**Aim**: Please output the material below as a numbered list of its lines, with blank lines and pictures left out.

**Dataset**:

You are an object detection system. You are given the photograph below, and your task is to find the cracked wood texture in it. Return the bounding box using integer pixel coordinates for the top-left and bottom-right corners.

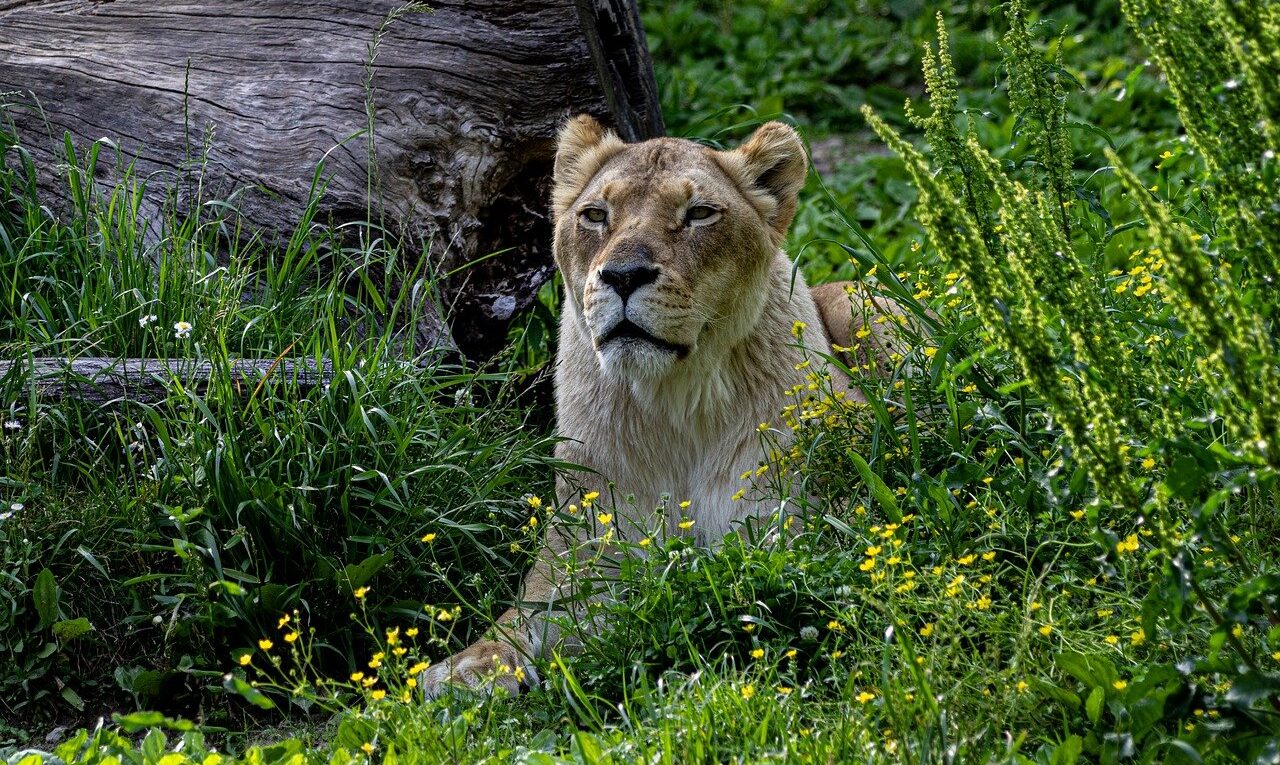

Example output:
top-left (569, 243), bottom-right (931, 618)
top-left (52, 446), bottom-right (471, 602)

top-left (0, 0), bottom-right (663, 356)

**The completed task**:
1. You are an object detection system. You are given the photograph below, and your task is to find the cracked wood texture in it. Return the bounding box using integer pixel coordinates for the top-left and bottom-right corners.
2. Example output:
3. top-left (569, 243), bottom-right (931, 618)
4. top-left (52, 446), bottom-right (471, 602)
5. top-left (0, 0), bottom-right (663, 356)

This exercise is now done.